• [CONSIGNES]:
1. Dans la critique de Blade Runner 2049, de quoi sont constitués les bancs de nuages ? Énumérez tous les éléments cités.
2. Répondez à ces questions à partir de la critique de Blade Runner 2049 :
(a) À quoi un vrai chef-d'œuvre est-il comparé ?
(b) Qui a réalisé le film original ?
(c) Qui a tenté de s'en approcher ?
3. Rédigez la suite de la critique de Blade Runner 2049 après sa dernière phrase.

━━ TEXTE FOURNI

Quelle que soit la face par laquelle on s'attaque à un mythe, à travers une suite ou un remake, on ne peut tenter de tutoyer ses sommets qu'au prix d'une traversée dégrisante des brumes qui masquaient ses hauteurs inaccessibles.
Parce qu'un chef d'oeuvre, un vrai, c'est un peu ça: une montagne imposante, qu'on a gravi 100 fois, et dont chaque ascension nous fait découvrir que le sommet est peut-être finalement un peu plus haut. Pour compliquer la tâche de l'alpiniste, il y a donc ces bancs de nuages, constituées de fines couches de souvenirs, de fantasmes, d'interprétations successives, de débats et de controverses.
Mécaniquement, plus on l'escalade, plus son point culminant se dérobe.


Un des personnages de Blade Runner 2049, une jeune femme qui joue avec des micro-univers dont elle contrôle l'apparence, est confinée dans une salle dont elle ne peut sortir et qui bloque tout contact réel avec ceux de l'extérieur. Le fait que je me sois senti comme un de ses visiteurs est sans doute dû à l'amour profond et viscéral que je porte au film original. Un spectateur froid et détaché qui contemplait chaque scène de la version 2017 avec une sorte d'intérêt poli, mais dont aucune scène n'arrivait jamais à l'émouvoir ou le transporter. A chaque nouveau plan, je me rendais encore plus compte à quel point le film de Ridley Scott avait marqué de manière définitive ma passion pour le cinéma.


Tenter de s'en approcher, comme l'a fait Villeneuve, avec tout le respect ou les meilleures idées du monde, ne pouvait donc en aucun cas, en ce qui me concerne, réussir. C'est en ce sens que mon avis ici sera sans doute un des moins pertinents de tous ceux que vous pouvez trouver sur le site.

━━━━
━━ LISTE DES LIGNES

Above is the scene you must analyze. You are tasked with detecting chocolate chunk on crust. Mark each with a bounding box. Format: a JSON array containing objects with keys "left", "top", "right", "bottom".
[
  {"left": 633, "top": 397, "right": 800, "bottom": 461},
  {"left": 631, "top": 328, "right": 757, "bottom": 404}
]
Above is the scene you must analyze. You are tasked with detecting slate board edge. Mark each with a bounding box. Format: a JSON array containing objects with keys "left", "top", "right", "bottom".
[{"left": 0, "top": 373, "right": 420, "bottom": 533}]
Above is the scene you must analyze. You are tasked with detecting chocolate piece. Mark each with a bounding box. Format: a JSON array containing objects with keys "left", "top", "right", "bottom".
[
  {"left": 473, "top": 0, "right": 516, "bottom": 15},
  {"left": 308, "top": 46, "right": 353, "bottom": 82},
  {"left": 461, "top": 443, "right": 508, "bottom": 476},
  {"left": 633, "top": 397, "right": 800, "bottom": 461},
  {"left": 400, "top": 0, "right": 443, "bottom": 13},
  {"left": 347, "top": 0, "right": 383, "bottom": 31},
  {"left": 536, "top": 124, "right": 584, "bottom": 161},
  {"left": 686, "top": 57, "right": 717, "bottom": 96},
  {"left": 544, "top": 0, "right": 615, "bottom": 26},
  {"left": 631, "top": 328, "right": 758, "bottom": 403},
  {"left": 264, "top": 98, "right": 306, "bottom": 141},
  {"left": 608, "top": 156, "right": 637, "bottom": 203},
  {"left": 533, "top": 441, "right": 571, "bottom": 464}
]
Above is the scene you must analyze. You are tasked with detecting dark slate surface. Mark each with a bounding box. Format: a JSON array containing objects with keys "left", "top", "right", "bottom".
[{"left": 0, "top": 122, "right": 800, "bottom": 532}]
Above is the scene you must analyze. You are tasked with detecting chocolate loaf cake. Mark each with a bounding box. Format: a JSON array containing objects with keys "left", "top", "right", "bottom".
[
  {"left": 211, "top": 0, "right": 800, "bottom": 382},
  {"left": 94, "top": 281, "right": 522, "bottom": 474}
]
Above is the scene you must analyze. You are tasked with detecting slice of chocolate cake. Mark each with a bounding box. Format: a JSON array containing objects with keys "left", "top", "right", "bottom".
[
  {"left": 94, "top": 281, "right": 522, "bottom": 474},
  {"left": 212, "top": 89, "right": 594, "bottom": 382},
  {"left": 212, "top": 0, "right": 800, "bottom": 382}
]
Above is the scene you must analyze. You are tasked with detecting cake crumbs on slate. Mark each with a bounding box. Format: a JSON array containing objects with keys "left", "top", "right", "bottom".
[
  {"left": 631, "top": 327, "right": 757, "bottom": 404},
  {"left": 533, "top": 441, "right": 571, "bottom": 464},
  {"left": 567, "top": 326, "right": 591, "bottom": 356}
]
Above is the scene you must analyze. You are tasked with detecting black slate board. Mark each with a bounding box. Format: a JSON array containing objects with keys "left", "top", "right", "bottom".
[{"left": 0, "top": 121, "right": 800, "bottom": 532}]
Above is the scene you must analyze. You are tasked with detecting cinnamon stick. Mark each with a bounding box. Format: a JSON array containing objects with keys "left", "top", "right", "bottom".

━━━━

• [RÉPONSES PAR CONSIGNE]:
1.
- souvenirs
- fantasmes
- interprétations successives
- débats
- controverses

2.
(a) À une montagne imposante, gravie 100 fois.
(b) Ridley Scott.
(c) Villeneuve.

3.
C'est du coup sur le film de Denis Villeneuve qui a ce jour obtient la meilleure moyenne sur SensCritique que je mettrais ma note la plus basse. Une preuve supplémentaire sans doute, de la non-pertinence parfaite de mon appréciation.


Resté figé comme une des statues féminines un peu étranges qui se dressent dans le désert orange de 2049, privé d'enchantement, je subissais donc ces 2h45 avec la plus parfaite impassibilité. Remarquais que les déplacements des véhicules volants gagnaient en rapidité numériques ce qu'ils perdaient en pouvoir de fascination lié aux distances écrasantes du premier opus. Notais que de balancer de grands Booooiiiiinnngggggggg sur des visages fermés ne suffisait pas à me convaincre d'assister à un grand film. Estimais qu'inverser des thématiques (en 1982, un humain se demandait s'il n'était pas un robot, en 2017, un robot se demande s'il n'est pas humain) ne constituait peut-être pas la meilleure suite imaginable. M'exaspérais, surtout, de voir tous les retours d'Harrison Ford liés à ses personnages mythiques des années 80 (Jones, Solo, Deckard) tourner invariablement sur le même thème. Comme si tous les scénaristes Hollywoodiens étaient au courant d'une réputation de queutard invétéré de l'ex star des années Lucas/Spielberg et s'étaient passé le mot. Une réputation d'arroseur automatique qui m'aurait donc échappé.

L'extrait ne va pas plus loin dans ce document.